- _Job_:
Reproduce only the rows from the one containing "Task: mark each instance of the grass in" through the last row below, changing every "instance" to "occurrence" and altering nothing else.

- _Information shown_:
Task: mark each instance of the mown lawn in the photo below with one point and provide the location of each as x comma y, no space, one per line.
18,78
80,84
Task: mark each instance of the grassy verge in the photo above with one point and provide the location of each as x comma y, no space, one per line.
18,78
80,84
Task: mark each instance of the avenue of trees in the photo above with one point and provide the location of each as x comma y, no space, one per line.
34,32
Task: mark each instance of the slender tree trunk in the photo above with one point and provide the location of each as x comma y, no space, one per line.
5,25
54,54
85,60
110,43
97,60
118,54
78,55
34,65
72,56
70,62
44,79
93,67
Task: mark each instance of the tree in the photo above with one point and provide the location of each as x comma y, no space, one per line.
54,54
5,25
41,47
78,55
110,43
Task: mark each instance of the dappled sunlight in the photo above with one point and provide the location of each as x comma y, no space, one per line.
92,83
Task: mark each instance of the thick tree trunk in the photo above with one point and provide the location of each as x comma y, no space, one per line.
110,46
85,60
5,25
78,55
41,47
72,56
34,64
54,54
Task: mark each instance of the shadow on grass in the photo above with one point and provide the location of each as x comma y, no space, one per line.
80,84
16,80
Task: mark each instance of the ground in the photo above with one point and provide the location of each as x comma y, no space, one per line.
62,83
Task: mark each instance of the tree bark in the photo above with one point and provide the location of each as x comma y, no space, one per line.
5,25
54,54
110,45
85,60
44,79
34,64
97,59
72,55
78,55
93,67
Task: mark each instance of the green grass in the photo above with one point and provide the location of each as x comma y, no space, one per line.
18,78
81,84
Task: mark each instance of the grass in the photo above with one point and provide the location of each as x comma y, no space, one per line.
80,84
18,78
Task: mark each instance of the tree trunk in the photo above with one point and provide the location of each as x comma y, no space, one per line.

- _Exercise output_:
Task: mark each occurrence of the grass in the photo above with one point and provide the location of each as x comma y, no space, one per line.
80,84
18,78
Task: mark each occurrence of the tree trunk in the photo above with one point and provide the location of each as x comma y, no space, one per line.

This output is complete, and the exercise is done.